_What the exercise asks_.
Locate each line in the records below that contains the word "leaf", treating case as significant, and copy those lines.
— BEGIN —
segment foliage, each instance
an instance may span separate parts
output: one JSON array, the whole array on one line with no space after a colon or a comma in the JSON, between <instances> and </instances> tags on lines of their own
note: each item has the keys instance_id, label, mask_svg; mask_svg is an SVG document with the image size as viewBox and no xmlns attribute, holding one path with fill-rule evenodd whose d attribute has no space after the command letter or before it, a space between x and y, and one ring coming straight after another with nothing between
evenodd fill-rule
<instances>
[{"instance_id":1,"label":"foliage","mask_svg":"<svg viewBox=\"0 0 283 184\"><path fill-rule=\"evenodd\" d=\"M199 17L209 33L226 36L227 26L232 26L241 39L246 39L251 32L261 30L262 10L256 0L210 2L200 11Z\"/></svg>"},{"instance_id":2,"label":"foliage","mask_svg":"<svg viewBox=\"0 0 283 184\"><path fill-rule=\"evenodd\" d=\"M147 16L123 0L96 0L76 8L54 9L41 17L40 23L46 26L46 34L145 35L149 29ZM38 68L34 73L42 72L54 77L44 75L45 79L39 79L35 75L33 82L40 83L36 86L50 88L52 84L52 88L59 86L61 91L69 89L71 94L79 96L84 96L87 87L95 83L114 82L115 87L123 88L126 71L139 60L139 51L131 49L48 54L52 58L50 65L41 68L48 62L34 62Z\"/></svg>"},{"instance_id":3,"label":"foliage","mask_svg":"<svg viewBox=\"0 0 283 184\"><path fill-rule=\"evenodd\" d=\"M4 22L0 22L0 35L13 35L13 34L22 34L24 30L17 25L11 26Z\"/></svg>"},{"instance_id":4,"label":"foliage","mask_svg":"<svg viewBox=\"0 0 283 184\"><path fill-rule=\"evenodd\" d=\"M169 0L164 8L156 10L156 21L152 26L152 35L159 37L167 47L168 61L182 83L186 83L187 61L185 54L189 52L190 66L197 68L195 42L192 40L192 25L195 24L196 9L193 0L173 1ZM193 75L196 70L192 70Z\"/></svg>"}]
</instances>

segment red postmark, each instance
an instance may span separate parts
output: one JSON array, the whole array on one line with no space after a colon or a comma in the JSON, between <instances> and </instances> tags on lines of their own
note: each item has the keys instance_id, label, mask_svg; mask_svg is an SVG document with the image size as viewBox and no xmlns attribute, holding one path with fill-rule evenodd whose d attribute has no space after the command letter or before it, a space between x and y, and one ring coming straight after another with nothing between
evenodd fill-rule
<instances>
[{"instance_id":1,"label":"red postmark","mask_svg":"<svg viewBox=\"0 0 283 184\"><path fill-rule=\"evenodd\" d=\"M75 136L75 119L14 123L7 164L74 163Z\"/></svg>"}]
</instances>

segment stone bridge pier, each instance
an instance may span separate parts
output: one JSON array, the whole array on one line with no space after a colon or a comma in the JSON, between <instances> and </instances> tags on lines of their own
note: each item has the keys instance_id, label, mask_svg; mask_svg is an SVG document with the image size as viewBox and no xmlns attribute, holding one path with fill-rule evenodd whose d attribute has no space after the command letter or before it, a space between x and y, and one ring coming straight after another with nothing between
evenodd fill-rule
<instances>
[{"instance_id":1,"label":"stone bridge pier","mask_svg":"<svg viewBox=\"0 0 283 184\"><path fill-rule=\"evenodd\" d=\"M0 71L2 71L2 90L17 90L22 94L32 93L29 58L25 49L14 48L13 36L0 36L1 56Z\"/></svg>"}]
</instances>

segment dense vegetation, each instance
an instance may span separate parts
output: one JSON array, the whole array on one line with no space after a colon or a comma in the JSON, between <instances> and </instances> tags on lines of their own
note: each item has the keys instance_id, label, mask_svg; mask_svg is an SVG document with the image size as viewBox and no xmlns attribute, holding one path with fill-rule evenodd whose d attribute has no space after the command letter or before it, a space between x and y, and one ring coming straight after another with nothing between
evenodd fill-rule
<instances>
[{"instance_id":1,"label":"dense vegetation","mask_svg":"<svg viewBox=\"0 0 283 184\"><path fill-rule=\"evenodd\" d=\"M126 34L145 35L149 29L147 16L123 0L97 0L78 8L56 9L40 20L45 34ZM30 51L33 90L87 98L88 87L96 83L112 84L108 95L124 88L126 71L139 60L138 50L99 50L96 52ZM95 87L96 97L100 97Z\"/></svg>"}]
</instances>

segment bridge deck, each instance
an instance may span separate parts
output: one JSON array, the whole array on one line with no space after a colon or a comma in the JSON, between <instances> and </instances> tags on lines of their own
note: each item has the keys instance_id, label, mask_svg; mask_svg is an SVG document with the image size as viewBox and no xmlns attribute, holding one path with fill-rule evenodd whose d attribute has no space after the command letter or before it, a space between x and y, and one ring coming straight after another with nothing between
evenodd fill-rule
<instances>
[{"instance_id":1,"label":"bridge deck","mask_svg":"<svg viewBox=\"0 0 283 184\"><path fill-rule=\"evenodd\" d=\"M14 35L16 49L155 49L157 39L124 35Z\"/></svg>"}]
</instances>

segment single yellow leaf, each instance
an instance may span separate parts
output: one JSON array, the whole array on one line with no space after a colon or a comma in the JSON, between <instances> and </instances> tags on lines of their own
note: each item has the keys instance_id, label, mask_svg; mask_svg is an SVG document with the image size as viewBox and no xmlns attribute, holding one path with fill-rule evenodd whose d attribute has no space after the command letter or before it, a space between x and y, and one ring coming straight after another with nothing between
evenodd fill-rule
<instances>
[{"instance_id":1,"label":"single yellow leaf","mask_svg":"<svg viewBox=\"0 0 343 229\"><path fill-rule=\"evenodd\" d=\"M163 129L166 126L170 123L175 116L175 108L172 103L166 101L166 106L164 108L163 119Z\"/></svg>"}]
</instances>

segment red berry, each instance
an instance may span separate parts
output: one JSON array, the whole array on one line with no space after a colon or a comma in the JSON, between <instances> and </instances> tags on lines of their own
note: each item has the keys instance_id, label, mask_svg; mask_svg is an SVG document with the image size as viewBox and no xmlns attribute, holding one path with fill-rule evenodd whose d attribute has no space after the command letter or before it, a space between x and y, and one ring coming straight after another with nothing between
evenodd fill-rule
— END —
— BEGIN —
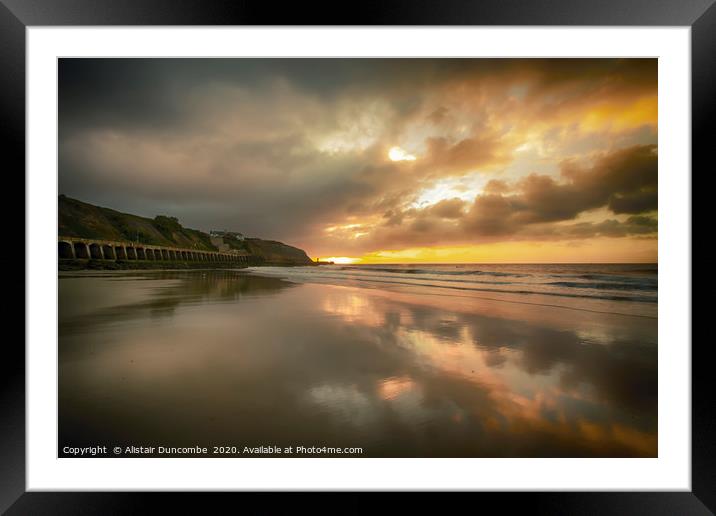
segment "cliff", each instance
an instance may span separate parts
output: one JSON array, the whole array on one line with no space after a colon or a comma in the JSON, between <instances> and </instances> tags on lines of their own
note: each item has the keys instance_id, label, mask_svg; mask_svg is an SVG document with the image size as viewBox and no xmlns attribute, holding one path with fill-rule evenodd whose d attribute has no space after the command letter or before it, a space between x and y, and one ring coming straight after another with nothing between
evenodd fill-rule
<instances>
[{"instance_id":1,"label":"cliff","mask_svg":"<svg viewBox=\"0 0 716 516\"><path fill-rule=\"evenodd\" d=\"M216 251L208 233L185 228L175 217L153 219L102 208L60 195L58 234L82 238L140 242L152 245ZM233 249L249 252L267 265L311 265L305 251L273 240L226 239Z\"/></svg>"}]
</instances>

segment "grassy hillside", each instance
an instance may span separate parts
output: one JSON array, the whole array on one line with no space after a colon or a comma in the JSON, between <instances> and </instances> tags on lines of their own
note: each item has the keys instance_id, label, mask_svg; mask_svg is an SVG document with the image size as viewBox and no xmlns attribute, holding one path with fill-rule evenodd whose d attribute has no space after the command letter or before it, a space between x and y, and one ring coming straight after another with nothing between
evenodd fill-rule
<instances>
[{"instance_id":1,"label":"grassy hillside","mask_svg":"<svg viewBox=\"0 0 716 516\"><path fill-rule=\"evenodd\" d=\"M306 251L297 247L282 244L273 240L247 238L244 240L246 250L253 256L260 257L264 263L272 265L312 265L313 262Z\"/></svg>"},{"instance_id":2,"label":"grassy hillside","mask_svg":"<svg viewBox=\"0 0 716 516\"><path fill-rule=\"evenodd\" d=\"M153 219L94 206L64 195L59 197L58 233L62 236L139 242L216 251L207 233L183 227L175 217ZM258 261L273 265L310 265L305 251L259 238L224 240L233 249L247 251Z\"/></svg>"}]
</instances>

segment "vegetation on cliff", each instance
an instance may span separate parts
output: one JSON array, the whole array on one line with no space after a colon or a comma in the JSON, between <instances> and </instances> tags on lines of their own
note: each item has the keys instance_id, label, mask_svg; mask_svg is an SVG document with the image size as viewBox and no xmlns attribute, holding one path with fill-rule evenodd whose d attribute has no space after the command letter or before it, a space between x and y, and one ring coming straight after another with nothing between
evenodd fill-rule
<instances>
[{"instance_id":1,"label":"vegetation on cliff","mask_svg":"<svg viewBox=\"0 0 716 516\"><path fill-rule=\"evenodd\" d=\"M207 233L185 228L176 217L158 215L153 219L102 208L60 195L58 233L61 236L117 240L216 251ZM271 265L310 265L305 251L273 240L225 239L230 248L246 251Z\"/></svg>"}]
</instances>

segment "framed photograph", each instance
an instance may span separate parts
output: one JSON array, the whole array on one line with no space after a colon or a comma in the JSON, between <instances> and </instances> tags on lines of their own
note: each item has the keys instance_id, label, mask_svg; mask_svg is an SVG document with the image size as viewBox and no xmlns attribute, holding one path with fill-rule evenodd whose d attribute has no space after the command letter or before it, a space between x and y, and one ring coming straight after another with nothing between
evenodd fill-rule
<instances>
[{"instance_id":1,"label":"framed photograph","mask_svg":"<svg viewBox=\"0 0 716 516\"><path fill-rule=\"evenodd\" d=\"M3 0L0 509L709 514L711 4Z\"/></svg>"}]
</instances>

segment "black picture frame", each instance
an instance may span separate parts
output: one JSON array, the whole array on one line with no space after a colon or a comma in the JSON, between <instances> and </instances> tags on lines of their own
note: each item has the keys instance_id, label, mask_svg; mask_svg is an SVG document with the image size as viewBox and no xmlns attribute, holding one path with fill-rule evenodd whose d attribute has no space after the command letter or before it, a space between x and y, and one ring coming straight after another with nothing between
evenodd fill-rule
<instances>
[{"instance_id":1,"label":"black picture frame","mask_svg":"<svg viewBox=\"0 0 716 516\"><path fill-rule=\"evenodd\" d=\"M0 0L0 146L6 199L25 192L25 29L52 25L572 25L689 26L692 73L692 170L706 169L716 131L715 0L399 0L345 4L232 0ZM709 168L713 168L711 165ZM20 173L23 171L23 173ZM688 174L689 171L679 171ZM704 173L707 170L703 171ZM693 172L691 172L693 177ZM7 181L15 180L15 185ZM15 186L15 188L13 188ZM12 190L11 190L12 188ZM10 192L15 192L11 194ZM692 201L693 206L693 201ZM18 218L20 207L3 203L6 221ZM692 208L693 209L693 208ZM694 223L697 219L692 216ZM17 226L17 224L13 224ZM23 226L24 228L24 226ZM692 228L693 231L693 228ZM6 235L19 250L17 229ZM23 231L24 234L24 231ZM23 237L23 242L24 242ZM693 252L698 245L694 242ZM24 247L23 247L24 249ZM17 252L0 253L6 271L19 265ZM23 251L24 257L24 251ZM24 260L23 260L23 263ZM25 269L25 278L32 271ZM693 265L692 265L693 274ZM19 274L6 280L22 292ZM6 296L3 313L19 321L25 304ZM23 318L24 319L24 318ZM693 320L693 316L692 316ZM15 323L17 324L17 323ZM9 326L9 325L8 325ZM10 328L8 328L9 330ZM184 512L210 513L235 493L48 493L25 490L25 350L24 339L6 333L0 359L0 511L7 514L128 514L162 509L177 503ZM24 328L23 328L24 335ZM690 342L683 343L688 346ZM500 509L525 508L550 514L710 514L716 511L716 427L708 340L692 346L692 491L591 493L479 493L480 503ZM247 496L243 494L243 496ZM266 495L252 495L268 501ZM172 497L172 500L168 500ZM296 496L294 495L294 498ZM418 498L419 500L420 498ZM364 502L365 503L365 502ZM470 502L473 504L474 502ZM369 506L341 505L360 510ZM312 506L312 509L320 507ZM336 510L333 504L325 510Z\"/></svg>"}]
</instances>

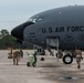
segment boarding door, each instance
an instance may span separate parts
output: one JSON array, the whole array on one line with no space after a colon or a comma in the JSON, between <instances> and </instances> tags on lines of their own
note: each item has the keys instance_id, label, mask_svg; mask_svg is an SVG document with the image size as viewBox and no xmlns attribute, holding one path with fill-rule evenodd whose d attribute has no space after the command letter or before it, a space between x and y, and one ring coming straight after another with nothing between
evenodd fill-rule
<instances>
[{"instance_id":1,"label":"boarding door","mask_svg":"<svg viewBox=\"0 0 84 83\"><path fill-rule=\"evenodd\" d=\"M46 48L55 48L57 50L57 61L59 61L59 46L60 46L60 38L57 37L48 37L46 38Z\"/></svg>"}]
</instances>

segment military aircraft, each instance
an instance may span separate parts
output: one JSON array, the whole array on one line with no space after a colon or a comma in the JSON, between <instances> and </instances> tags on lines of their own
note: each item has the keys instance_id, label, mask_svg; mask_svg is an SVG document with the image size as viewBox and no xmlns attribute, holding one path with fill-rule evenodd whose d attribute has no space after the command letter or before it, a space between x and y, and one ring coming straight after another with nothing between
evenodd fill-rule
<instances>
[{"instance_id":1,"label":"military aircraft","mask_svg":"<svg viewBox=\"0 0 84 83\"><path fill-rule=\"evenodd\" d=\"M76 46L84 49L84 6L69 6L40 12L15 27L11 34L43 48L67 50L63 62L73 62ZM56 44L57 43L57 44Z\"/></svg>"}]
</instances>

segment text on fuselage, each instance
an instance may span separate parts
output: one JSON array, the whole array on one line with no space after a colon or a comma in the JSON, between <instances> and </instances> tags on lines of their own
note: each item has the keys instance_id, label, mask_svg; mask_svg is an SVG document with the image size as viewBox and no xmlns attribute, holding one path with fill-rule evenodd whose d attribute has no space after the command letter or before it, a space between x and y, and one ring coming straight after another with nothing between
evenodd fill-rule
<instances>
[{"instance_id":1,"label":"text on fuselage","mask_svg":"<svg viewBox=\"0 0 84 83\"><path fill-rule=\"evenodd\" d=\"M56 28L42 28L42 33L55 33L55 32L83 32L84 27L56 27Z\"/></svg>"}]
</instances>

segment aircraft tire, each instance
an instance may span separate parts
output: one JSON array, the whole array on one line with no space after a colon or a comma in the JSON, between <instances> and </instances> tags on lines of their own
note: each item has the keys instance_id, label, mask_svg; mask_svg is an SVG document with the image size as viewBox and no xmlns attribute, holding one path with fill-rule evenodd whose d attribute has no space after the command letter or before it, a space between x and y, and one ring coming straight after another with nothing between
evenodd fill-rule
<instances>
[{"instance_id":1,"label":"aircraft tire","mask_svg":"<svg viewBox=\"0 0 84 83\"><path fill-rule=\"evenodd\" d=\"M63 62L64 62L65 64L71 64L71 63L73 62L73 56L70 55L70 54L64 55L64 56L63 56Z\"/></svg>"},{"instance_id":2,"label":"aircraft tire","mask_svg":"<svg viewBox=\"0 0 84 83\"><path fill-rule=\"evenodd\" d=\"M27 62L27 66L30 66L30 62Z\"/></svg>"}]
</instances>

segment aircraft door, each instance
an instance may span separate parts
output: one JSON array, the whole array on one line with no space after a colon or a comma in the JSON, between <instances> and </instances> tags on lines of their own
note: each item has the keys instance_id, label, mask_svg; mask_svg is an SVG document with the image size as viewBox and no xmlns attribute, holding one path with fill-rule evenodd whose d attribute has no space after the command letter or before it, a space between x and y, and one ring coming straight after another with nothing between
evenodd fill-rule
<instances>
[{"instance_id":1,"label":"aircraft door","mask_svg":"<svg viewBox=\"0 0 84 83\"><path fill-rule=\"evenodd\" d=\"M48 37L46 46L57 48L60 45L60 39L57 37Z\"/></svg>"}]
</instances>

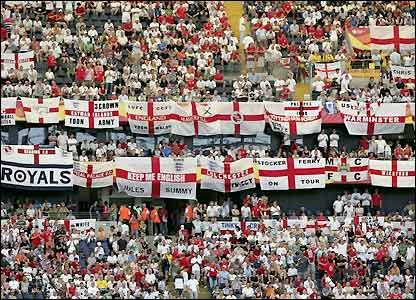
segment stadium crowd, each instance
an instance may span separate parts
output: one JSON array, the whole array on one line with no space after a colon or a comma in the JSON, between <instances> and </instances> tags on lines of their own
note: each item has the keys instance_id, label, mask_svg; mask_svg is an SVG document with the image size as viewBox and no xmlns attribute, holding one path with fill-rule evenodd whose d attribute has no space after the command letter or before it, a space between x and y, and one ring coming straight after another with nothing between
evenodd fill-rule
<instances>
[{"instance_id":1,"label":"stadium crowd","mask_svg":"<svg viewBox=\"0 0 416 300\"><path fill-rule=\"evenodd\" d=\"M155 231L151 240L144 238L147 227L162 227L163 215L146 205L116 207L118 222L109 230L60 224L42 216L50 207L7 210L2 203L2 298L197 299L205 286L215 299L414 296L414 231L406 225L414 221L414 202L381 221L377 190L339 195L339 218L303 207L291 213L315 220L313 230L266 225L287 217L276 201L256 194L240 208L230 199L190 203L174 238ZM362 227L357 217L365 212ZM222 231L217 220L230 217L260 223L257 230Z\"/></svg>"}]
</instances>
— END —
_Task result_.
segment single yellow leaf, each instance
[{"instance_id":1,"label":"single yellow leaf","mask_svg":"<svg viewBox=\"0 0 343 229\"><path fill-rule=\"evenodd\" d=\"M163 129L166 126L170 123L175 116L175 108L172 103L166 101L166 106L164 108L163 119Z\"/></svg>"}]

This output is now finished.